* _Natural language region descriptions_
* * * * *
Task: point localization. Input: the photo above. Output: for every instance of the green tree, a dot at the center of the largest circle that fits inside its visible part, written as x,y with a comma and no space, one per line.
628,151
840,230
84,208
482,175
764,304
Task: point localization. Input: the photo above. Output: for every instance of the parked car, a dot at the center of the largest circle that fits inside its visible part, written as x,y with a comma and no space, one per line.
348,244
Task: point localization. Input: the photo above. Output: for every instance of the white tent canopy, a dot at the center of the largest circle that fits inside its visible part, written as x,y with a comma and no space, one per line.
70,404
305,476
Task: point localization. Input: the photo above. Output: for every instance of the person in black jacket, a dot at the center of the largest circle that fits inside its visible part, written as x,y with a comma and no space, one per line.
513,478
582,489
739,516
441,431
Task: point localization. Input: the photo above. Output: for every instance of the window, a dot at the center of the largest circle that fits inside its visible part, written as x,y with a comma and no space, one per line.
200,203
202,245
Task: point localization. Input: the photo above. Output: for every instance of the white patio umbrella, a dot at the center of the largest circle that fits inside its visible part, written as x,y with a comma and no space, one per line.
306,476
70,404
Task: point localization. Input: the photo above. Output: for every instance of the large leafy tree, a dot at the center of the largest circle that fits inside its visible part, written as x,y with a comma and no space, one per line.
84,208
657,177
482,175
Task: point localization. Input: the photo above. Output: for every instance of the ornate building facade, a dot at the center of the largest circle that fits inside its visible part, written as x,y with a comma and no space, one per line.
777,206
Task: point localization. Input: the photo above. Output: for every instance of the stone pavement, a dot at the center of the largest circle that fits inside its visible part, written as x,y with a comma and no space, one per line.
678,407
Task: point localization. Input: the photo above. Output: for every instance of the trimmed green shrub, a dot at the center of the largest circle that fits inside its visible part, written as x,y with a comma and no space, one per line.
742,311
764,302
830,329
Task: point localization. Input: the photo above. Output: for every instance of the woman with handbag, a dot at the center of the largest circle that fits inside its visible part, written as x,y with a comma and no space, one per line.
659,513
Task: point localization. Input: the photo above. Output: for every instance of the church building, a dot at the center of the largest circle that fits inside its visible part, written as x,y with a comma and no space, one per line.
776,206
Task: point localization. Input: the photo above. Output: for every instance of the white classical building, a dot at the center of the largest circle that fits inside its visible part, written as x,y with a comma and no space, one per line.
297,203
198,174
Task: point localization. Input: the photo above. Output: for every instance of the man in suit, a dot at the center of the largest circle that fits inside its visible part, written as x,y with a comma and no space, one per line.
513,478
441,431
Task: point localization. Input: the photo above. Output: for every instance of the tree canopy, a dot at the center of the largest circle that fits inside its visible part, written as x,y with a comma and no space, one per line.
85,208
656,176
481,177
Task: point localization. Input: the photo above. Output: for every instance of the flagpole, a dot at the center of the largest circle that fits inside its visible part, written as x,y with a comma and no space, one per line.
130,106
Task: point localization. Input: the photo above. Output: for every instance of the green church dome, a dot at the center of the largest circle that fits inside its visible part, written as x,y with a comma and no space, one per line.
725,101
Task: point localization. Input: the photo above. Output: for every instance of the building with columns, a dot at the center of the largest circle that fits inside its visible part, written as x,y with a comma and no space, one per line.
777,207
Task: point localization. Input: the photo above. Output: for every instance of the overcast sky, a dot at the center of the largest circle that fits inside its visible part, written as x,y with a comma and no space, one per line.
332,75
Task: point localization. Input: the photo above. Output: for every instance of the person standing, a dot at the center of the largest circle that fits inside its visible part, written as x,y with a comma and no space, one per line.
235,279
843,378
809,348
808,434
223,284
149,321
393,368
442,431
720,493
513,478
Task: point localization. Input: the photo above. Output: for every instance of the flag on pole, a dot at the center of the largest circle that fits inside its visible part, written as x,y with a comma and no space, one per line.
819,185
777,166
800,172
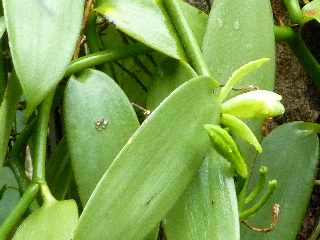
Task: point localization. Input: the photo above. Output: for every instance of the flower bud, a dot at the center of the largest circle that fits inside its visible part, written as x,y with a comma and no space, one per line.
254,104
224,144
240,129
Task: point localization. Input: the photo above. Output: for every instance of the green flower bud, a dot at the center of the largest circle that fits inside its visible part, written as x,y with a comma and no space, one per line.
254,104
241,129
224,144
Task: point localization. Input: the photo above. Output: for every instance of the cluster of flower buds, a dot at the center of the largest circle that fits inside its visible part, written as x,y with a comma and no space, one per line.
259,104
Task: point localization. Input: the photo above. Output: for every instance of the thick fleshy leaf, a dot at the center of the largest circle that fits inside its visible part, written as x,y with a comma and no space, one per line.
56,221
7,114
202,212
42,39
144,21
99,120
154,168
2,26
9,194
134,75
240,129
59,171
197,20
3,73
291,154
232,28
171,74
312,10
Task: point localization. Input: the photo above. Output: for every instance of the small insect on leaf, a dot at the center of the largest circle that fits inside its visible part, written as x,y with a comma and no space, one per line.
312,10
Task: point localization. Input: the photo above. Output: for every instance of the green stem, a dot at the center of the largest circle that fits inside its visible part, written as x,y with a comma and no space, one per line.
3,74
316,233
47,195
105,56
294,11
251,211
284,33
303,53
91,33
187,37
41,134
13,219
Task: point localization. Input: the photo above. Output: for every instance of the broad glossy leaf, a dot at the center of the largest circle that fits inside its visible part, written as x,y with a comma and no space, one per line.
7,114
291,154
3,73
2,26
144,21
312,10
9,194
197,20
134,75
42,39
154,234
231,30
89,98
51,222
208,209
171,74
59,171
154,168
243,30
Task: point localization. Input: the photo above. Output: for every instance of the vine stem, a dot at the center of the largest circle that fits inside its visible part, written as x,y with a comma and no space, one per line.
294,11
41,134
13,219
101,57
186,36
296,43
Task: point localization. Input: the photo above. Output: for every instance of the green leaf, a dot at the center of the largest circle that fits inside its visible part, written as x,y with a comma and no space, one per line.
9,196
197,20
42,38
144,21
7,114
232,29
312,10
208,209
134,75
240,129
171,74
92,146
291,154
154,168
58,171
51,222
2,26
* * * * *
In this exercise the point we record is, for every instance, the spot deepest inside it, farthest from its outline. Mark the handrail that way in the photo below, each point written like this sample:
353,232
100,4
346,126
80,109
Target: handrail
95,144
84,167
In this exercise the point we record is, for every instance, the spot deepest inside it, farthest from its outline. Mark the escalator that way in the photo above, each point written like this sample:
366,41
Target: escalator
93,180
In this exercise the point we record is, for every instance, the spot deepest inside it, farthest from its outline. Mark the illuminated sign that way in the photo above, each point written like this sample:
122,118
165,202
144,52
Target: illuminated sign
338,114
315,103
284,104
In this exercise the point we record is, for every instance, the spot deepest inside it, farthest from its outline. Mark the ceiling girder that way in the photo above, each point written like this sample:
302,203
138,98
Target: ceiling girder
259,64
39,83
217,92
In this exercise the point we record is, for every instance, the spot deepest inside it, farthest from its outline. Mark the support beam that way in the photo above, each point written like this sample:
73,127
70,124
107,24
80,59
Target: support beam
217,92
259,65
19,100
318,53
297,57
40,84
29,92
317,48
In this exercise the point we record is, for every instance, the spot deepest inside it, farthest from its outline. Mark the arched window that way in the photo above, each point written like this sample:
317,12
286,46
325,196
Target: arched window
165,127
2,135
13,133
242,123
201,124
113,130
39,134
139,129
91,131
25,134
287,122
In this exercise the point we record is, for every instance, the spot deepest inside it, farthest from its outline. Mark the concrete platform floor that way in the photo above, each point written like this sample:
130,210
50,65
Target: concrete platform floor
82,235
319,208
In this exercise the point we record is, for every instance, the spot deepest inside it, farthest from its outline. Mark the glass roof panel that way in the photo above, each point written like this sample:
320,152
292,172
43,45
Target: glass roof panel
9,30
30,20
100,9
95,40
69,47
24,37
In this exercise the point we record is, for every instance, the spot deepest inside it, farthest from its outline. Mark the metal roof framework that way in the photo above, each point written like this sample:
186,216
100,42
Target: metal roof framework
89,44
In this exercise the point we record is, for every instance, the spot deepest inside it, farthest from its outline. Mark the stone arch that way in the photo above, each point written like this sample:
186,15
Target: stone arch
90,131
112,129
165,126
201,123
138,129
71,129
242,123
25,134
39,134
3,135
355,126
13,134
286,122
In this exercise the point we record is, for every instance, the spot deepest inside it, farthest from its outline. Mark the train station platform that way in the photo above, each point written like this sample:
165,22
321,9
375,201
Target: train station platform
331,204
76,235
* * * * *
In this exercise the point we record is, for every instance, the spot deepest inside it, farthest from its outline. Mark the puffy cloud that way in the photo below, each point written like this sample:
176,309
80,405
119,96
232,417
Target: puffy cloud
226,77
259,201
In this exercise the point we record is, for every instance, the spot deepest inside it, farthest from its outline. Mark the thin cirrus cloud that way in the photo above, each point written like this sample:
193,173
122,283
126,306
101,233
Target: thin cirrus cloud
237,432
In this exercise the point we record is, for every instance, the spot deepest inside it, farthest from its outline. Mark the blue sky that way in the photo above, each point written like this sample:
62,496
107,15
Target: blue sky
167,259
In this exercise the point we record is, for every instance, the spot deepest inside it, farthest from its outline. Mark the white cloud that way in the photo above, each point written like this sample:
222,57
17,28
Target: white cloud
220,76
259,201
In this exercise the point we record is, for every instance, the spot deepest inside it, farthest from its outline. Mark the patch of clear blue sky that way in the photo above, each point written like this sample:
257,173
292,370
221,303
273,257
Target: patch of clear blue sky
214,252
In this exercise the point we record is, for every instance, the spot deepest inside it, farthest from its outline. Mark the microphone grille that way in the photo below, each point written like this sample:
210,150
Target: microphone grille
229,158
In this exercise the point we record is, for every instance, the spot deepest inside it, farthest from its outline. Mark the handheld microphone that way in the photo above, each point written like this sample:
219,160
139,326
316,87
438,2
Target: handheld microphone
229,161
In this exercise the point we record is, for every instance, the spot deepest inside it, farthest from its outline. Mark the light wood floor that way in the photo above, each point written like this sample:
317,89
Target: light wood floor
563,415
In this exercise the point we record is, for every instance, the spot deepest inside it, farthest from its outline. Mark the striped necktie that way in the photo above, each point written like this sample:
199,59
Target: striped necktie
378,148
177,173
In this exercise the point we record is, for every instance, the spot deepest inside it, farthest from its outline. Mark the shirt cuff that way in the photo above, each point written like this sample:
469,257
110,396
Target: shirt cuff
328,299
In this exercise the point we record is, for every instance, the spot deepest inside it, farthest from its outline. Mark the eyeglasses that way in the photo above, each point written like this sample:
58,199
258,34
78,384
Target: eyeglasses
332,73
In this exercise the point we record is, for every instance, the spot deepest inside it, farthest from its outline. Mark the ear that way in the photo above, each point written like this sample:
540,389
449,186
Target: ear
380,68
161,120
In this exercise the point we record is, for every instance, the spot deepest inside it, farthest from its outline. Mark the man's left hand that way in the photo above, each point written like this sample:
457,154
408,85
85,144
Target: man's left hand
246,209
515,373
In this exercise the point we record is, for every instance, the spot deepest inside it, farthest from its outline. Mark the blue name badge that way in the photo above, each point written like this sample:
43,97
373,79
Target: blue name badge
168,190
* * * * *
* _What you should do_
Which lines above contain "below"? Show each of them.

* _Your solution_
In this exercise the point we record is, for every instance, the spot deepest inside it, farthest from its outline. Mark the handrail that way in the photo below, each point written like this sample:
In this exercise the point we record is, for every instance, the spot deepest inside it, farthest from its outline. Mark the puffy cloud that way in the photo below, each point written like this sample:
In this exercise the point we record is, for every instance, the spot deepest inside it, farthest from its outline. Mark the microphone grille that way in the photo below, each point written like this sample:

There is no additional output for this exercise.